> EXTRAIT À LIRE:
* * * * * * *
Être HPI dans le monde du travail : avantages et inconvénients
Les HPI sont reconnus pour avoir une rapidité de réflexion hors normes, une forte capacité à se remettre en cause et à apprendre, une excellente vision à long terme, combinée avec une capacité de travail et d’action hors normes (quand ils sont motivés), et une empathie surdéveloppée, et donc une forte capacité d’adaptation, et une forte conscience du niveau de bien-être dans leur entité.
Pour autant, une bonne partie d’entre eux a de réelles difficultés à s’intégrer harmonieusement dans leur environnement de travail, et donc à s’y épanouir pleinement.
Il en va de même pour ceux qui sont en situation de management d’équipes : les managers HPI ont à la fois de réels atouts pour bien manager, sont d’ailleurs très aptes à innover dans ce domaine, et ainsi à s’adapter aux nouveaux enjeux, en particulier celui du recrutement et de la fidélisation des jeunes générations. Mais dans le même temps, ils ont des zones aveugles qui les conduit à avoir parfois des attitudes inadaptées vis-à-vis de leurs collaborateurs.
* * * * * * *
> DONNÉES BRUTES:
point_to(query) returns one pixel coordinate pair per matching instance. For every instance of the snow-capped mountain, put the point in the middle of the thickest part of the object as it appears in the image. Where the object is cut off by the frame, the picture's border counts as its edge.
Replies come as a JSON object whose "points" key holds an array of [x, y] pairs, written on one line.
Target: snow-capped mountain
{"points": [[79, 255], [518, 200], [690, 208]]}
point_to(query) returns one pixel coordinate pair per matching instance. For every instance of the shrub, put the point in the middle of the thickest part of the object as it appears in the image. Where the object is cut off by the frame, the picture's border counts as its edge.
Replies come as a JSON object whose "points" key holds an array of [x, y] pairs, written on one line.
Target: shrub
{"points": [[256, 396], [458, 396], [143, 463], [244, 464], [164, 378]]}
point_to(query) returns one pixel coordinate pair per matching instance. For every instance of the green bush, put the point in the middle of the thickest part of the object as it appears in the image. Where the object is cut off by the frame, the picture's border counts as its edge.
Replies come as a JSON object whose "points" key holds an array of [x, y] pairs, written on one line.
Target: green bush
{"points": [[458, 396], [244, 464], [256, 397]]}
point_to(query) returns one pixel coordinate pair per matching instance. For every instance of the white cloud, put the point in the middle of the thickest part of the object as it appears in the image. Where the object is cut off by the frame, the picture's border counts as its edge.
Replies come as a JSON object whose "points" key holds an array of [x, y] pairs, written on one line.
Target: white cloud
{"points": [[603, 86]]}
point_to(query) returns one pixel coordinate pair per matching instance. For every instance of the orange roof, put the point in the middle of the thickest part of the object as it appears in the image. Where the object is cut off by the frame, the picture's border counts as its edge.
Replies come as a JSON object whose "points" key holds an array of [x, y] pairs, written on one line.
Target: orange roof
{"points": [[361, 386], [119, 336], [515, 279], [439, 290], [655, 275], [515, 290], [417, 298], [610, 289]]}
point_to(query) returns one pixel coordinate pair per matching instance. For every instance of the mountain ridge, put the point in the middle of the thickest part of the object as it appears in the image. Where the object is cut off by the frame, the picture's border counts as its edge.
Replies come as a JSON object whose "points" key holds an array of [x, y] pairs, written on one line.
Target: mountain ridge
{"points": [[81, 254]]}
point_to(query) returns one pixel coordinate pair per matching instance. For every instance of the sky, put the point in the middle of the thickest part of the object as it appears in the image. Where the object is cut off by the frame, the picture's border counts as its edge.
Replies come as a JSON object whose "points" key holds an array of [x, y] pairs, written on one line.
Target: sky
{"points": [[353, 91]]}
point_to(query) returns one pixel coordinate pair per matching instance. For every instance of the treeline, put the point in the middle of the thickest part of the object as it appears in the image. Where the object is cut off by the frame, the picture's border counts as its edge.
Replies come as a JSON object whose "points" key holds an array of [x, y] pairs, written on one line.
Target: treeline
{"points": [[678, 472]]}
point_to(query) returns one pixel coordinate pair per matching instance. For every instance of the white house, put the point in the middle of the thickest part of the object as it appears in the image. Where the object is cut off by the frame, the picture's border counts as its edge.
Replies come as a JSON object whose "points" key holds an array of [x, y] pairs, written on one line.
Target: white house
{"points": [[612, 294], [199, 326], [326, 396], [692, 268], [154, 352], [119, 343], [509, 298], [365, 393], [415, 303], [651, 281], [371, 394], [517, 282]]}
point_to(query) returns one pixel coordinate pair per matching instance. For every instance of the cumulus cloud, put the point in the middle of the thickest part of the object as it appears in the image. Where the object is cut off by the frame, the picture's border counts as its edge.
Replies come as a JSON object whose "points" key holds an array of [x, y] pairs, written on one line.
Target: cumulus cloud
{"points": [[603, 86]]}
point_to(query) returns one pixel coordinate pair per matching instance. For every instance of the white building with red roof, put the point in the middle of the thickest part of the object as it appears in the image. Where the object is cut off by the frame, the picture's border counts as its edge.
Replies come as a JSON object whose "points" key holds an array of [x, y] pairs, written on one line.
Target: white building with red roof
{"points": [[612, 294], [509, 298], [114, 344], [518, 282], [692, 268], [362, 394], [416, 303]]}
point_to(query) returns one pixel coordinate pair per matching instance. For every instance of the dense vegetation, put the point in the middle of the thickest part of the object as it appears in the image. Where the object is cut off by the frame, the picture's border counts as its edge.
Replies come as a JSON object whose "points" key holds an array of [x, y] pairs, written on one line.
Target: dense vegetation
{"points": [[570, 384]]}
* * * * * * *
> CONSIGNES DE L'EXERCICE:
1. Citez fidèlement le passage du texte sur les HPI au travail qui s'ouvre sur les mots contenant « Il en va de » et se termine par « de leurs collaborateurs. ».
2. Rédigez la suite du texte sur les HPI au travail, en reprenant après sa dernière phrase.

> RÉPONSES DANS L'ORDRE:
1.
Il en va de même pour ceux qui sont en situation de management d’équipes : les managers HPI ont à la fois de réels atouts pour bien manager, sont d’ailleurs très aptes à innover dans ce domaine, et ainsi à s’adapter aux nouveaux enjeux, en particulier celui du recrutement et de la fidélisation des jeunes générations. Mais dans le même temps, ils ont des zones aveugles qui les conduit à avoir parfois des attitudes inadaptées vis-à-vis de leurs collaborateurs.

2.
Les atouts des managers HPI
D’abord, ils ont une empathie surdéveloppée, qui les conduit à facilement ressentir le bien-être ou le mal-être de leurs collaborateurs, et donc, y remédier de façon adaptée et avec suffisamment d’anticipation.
Ensuite, leur sensibilité émotionnelle fait que – en général (*) – ils ont une intelligence émotionnelle assez développée. Ils comprennent donc, plus vite que la moyenne, la nature des émotions vécues par leur entourage, et comment les aider à les gérer efficacement.
(*) La limite de cette observation est que, dans certains cas, ayant subi des vagues émotionnelles trop importantes par le passé, ils se sont coupés d’une partie de leurs émotions, et ainsi ne peuvent plus s’en saisir.
Ils ont aussi une capacité à naviguer entre vision long terme et action immédiate, ce qui leur permet d’anticiper les éventuelles crises, savoir comment s’y préparer au mieux, et aider leurs collaborateurs à faire de même.
Ils ont aussi une forte capacité de remise en cause personnelle, et d’apprentissage. Cela les conduit à s’améliorer en permanence, ou à chercher à le faire, sur la base des observations des autres, en particulier celles de leurs collaborateurs, auxquelles ils sont très attentifs.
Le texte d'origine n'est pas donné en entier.